### What you have to do:
Find every line in the rows below that contains the word "bamboo", and copy each of those lines.

### Data supplied:
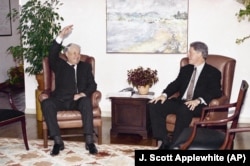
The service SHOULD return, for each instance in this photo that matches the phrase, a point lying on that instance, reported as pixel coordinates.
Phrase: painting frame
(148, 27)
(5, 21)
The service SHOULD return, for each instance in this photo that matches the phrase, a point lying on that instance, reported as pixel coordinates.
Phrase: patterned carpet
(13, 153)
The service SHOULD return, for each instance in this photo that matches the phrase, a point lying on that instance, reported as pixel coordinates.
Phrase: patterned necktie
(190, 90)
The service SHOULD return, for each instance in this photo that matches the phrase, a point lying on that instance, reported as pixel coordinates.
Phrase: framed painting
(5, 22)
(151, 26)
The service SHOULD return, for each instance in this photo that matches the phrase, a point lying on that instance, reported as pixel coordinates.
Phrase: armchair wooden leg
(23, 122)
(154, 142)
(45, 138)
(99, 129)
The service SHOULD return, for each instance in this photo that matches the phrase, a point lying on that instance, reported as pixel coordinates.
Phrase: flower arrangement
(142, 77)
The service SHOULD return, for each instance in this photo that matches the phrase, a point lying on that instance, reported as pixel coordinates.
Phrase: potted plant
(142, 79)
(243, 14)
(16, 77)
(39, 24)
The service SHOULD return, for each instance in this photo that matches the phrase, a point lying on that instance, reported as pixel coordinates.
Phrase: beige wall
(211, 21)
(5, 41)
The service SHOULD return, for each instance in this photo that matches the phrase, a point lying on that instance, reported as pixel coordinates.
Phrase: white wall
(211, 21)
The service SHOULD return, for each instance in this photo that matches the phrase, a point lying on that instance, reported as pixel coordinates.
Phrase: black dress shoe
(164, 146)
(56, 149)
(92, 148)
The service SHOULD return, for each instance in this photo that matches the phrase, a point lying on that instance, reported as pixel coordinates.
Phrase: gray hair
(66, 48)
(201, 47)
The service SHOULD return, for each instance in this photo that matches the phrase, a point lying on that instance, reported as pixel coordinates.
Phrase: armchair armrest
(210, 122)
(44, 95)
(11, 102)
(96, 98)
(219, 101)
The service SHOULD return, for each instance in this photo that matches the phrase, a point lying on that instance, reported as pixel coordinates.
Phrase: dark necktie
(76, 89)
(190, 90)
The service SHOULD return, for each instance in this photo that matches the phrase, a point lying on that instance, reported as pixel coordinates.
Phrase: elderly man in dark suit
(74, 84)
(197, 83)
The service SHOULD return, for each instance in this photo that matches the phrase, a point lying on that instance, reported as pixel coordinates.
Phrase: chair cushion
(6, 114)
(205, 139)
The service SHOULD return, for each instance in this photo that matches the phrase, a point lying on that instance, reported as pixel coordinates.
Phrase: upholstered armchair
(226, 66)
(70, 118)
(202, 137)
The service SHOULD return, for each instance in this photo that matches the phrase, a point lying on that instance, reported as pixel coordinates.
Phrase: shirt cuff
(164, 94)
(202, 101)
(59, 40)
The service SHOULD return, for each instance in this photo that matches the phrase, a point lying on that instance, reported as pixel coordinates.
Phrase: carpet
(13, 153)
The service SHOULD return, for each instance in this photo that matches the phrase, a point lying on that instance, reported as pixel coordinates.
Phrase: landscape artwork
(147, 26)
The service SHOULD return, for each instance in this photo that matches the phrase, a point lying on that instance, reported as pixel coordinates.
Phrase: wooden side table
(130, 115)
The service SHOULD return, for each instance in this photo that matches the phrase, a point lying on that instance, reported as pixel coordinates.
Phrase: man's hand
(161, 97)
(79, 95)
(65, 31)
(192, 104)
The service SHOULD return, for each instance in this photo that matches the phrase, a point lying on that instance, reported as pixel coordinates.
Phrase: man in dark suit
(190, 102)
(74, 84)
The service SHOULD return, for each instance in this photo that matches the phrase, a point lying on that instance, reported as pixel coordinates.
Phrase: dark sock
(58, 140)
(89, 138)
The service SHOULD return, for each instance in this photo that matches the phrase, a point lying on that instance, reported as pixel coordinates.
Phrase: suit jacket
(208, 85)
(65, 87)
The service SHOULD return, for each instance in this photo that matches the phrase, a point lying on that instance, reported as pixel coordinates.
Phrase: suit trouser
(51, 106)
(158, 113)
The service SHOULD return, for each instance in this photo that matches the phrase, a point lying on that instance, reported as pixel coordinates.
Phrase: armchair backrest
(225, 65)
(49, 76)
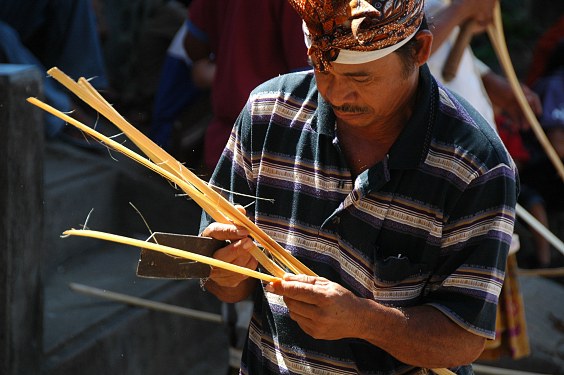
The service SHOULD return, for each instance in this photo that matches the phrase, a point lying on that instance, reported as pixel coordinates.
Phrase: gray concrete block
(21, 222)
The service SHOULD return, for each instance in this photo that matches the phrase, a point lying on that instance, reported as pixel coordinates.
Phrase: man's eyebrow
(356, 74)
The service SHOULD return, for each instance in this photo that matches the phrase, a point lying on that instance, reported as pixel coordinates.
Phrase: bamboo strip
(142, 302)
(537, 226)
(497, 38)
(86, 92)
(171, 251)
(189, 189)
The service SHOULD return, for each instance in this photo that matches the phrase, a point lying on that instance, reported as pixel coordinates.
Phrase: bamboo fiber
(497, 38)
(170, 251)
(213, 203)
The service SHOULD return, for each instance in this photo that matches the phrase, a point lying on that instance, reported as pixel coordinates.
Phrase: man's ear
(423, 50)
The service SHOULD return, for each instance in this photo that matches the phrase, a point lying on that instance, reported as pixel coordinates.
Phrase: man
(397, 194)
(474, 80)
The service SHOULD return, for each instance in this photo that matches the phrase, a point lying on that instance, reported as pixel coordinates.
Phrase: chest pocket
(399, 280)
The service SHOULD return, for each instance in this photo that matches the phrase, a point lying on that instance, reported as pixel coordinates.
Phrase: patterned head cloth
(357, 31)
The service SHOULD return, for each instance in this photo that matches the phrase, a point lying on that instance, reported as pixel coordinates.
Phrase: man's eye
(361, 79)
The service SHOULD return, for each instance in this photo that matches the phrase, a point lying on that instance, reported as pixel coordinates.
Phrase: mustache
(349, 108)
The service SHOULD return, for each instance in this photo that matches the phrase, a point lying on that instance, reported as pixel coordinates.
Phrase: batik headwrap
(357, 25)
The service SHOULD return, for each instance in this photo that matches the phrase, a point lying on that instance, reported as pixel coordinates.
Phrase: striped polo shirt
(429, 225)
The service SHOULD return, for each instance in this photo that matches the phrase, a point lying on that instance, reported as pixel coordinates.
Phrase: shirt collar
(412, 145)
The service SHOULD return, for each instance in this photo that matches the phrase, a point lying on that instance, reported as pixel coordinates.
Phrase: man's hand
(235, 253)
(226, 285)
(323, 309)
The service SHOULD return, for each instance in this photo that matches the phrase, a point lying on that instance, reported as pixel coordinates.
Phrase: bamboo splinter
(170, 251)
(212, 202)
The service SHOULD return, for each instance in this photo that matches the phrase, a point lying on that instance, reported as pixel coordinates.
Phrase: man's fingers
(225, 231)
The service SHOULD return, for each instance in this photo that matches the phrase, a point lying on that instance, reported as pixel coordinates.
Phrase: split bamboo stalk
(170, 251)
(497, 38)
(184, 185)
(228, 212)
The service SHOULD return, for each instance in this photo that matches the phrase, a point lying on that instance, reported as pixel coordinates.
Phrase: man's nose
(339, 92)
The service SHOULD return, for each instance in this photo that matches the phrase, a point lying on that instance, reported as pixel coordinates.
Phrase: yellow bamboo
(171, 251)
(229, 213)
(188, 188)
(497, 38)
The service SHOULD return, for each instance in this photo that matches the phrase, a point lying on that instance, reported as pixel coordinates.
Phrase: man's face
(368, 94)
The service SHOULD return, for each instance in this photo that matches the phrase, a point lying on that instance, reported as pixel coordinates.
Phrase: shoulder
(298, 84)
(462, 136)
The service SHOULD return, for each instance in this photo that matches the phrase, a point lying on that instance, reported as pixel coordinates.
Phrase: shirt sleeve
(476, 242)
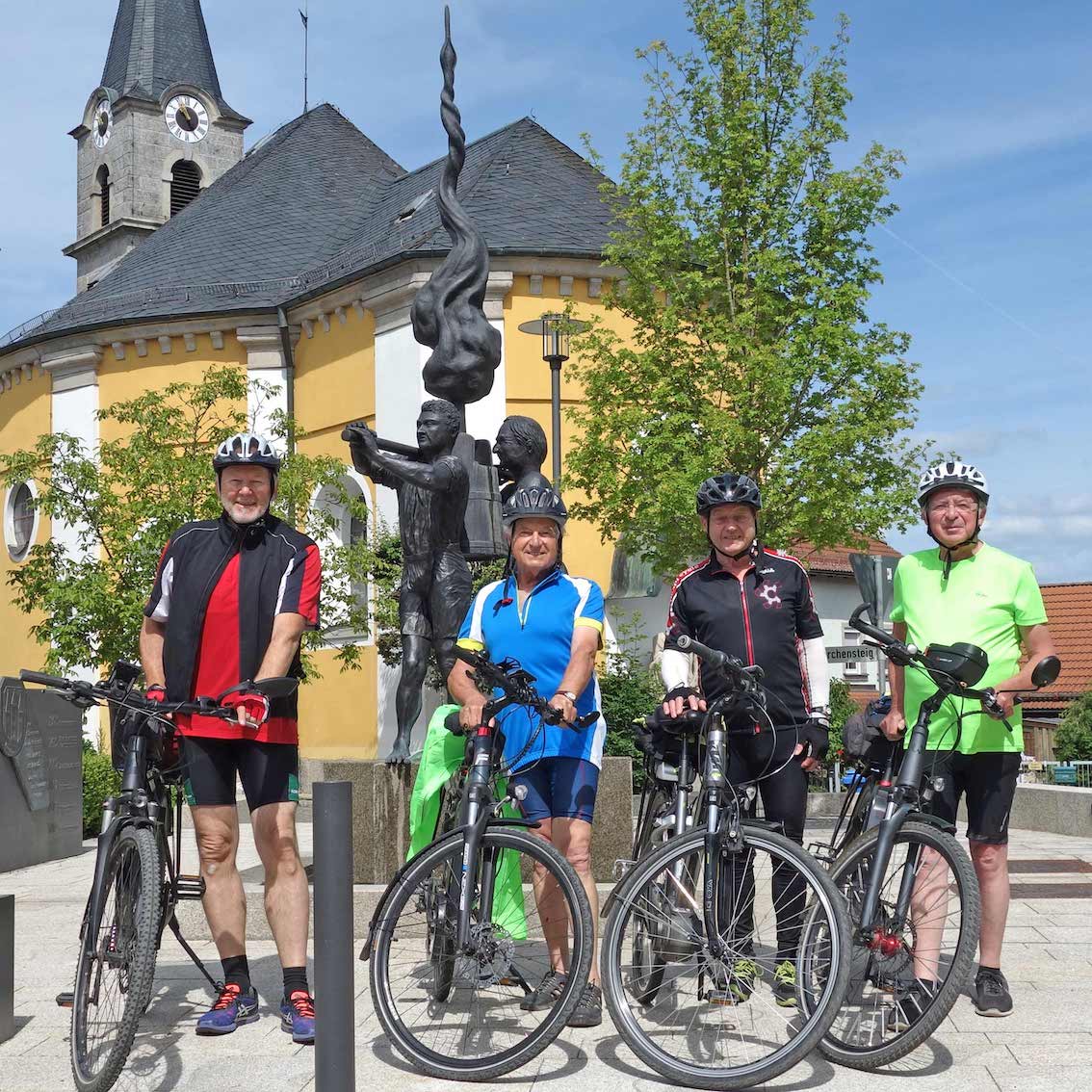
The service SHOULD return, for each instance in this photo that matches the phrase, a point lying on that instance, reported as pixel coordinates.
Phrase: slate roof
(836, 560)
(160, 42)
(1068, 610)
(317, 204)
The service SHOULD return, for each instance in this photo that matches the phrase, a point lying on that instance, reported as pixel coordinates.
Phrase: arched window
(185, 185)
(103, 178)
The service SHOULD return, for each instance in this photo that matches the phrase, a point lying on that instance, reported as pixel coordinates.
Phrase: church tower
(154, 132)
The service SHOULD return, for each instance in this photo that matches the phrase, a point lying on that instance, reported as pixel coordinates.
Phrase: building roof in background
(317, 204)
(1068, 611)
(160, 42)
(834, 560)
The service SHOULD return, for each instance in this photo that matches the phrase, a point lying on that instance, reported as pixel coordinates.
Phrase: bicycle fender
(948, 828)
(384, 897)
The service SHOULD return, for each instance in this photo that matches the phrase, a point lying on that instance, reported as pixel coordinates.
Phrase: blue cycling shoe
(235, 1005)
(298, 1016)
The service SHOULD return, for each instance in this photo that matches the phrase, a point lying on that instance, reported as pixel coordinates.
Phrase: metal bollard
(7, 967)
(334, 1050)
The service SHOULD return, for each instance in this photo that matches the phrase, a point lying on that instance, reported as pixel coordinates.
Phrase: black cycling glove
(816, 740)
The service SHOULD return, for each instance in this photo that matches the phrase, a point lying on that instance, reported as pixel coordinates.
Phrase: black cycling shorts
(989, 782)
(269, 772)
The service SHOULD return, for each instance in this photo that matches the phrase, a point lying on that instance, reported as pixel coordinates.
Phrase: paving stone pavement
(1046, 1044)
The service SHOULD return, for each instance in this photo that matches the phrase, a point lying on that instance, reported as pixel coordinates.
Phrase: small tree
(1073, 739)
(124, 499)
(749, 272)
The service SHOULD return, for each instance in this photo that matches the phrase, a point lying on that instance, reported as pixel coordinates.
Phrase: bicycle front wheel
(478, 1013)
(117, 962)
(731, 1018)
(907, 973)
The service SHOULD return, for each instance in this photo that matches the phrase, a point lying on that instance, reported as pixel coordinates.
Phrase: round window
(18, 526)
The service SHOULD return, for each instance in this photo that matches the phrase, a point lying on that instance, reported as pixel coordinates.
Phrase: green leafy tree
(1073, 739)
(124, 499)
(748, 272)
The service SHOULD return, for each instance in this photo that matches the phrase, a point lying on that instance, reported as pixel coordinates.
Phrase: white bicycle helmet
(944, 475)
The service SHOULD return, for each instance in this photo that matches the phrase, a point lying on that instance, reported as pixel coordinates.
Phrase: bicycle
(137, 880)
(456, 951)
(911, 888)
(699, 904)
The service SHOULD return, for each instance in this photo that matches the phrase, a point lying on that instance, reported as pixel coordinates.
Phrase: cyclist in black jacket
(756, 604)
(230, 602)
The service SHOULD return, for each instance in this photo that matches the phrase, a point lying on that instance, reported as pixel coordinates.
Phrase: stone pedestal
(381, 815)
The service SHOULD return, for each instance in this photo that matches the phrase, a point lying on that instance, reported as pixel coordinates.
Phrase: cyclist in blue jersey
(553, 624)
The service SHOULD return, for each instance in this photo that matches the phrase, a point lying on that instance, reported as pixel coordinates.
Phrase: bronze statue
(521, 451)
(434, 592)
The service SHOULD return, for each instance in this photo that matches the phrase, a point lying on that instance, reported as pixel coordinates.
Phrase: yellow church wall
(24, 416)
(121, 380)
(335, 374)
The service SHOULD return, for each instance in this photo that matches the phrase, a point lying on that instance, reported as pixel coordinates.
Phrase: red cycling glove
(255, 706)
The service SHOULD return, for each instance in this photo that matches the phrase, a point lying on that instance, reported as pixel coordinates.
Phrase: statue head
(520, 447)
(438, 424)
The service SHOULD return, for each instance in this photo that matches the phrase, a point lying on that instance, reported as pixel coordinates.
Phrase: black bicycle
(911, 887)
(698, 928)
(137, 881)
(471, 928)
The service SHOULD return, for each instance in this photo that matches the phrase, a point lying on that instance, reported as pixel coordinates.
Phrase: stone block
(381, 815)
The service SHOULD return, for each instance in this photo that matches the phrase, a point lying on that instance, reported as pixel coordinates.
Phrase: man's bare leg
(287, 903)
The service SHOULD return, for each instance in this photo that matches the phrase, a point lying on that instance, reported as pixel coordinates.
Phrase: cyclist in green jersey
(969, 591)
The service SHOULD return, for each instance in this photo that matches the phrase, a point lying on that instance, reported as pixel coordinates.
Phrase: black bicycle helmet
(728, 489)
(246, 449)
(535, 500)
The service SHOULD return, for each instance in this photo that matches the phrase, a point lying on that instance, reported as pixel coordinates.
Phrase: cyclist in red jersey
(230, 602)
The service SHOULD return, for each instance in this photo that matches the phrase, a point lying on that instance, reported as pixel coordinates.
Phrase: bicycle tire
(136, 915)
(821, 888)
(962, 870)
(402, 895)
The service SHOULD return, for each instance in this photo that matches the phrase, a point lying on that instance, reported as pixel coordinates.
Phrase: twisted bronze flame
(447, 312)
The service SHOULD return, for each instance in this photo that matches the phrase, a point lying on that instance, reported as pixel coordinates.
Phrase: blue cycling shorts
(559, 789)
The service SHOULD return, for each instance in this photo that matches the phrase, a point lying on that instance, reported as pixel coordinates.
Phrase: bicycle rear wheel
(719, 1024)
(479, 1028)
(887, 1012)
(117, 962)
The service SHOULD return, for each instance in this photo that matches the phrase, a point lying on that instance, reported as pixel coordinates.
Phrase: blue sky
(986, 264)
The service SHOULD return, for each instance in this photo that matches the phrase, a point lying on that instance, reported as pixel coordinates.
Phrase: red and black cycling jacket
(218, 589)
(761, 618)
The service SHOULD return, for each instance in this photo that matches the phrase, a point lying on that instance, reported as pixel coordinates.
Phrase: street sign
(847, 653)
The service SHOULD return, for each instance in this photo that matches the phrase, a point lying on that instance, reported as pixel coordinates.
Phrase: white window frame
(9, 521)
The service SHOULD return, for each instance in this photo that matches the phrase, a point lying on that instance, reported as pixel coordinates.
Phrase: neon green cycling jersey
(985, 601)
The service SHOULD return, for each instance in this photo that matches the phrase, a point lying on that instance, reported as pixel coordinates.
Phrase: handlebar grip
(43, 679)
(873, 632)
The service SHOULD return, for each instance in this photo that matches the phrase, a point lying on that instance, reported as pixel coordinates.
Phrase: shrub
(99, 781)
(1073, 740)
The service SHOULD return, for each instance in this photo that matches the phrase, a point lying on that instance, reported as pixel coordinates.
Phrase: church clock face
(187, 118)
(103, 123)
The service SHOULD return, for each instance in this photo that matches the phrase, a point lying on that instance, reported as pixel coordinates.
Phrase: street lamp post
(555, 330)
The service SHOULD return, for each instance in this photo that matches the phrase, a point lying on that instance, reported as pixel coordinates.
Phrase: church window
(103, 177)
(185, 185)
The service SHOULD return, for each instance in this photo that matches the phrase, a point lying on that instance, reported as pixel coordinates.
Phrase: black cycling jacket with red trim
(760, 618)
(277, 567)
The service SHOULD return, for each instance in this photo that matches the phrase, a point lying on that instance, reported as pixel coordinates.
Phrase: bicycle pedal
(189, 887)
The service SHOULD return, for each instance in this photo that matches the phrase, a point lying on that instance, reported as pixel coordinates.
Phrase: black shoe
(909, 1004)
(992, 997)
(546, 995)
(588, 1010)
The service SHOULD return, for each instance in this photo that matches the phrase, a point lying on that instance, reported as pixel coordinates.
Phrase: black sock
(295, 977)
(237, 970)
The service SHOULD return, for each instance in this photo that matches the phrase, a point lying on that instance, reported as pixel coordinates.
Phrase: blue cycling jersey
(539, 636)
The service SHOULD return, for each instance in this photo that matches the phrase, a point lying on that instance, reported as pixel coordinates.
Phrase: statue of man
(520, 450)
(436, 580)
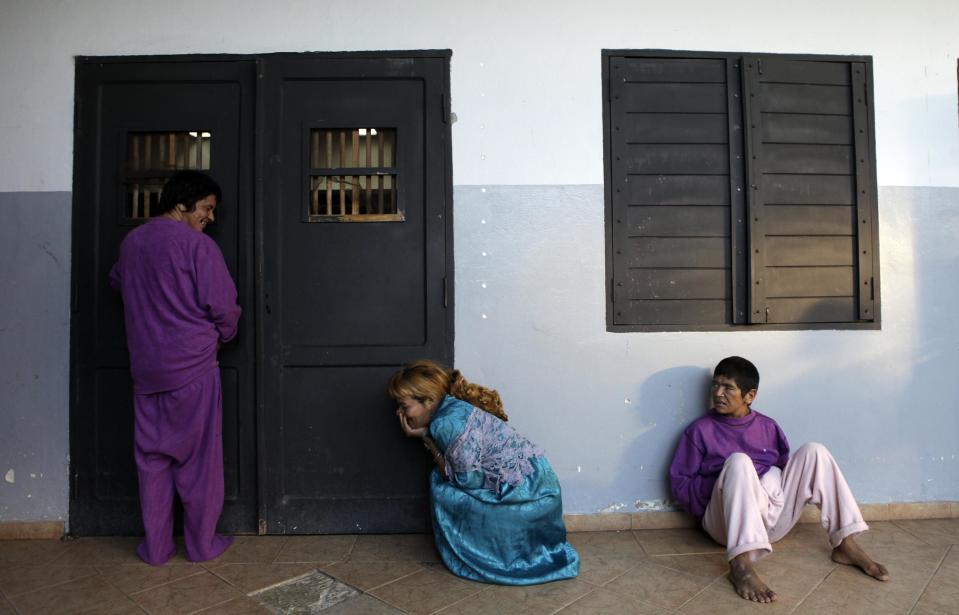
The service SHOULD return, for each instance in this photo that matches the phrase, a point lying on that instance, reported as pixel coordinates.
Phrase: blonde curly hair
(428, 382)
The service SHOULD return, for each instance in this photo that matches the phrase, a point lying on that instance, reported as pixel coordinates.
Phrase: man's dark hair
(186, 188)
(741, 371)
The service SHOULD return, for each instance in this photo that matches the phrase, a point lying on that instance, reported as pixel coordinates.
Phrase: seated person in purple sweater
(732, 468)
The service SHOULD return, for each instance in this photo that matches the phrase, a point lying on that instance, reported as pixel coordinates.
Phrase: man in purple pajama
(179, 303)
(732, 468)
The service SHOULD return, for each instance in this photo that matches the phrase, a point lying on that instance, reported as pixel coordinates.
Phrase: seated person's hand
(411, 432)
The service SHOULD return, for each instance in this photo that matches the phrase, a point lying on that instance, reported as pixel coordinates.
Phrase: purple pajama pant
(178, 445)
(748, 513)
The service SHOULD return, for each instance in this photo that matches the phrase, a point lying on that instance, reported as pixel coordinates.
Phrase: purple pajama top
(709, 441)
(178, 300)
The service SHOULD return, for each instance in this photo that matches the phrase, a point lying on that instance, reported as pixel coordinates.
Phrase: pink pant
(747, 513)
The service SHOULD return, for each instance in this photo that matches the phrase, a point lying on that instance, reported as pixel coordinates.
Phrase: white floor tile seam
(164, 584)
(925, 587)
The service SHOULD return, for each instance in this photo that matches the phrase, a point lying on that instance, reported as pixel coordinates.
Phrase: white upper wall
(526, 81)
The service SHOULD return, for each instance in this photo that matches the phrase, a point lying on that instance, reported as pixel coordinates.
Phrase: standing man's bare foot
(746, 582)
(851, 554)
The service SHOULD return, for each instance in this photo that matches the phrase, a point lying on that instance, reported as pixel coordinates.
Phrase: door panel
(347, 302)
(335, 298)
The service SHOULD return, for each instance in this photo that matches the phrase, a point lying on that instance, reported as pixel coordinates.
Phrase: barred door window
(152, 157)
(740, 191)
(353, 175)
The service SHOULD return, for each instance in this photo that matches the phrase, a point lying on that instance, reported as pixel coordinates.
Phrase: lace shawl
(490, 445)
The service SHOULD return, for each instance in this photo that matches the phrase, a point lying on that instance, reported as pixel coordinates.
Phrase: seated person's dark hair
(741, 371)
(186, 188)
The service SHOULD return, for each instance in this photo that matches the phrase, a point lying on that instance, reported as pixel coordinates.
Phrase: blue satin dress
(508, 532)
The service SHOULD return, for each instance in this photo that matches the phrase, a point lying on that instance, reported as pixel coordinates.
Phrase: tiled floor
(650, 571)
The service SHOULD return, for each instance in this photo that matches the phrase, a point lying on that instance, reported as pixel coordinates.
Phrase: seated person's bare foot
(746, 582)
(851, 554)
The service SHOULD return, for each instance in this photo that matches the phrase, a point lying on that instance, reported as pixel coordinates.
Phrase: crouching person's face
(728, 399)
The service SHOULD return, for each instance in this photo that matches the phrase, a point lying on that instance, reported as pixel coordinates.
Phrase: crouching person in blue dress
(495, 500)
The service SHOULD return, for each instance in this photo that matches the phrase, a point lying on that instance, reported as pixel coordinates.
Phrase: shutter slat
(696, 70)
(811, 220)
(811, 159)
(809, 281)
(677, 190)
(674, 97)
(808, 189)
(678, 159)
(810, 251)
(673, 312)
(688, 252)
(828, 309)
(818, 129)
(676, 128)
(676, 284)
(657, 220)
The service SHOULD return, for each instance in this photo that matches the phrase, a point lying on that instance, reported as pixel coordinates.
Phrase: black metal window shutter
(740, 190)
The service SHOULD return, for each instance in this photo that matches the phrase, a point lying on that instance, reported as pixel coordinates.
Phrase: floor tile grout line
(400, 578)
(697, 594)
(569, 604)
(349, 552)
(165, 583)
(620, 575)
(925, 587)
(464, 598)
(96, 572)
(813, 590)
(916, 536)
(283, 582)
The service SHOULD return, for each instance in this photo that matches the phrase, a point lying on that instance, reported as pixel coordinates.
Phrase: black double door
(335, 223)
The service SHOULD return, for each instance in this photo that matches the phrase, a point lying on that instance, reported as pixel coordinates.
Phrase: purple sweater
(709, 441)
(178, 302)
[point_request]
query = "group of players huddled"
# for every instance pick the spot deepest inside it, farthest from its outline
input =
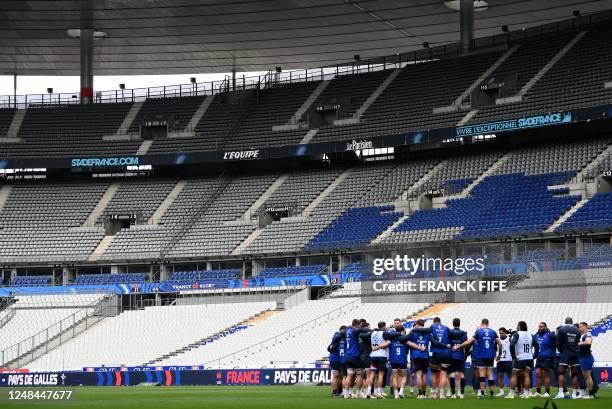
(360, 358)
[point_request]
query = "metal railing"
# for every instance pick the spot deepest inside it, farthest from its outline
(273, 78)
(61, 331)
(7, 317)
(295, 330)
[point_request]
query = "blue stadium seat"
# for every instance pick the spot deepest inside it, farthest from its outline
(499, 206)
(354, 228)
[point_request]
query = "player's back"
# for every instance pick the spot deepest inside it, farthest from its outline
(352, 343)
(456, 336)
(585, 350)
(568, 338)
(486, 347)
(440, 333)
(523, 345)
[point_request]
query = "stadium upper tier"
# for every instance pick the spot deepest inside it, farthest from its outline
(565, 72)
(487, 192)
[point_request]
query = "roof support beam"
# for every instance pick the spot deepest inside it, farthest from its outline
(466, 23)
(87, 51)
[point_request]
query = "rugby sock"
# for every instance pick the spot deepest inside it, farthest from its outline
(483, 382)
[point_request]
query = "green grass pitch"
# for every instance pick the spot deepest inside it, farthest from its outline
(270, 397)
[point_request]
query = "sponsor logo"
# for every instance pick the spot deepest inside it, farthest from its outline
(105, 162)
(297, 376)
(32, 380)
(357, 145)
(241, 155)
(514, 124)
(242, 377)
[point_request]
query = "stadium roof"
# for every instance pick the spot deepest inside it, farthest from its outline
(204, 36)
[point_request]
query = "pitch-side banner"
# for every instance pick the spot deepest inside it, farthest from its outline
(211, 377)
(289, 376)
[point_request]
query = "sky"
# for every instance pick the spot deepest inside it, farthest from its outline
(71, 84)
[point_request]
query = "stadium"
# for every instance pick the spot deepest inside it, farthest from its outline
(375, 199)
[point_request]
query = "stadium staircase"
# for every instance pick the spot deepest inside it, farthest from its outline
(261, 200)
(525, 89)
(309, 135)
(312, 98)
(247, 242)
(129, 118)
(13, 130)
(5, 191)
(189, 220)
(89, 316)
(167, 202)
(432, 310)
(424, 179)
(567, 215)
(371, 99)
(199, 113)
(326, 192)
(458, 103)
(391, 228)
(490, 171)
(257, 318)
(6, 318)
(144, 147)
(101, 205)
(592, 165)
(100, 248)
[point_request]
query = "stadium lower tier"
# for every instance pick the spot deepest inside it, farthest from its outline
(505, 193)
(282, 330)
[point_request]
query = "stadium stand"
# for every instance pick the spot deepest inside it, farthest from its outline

### Exercise response:
Phrase: bamboo strip
Phrase: bamboo fiber
Phrase: bamboo splinter
Phrase: split bamboo stalk
Phrase: yellow bamboo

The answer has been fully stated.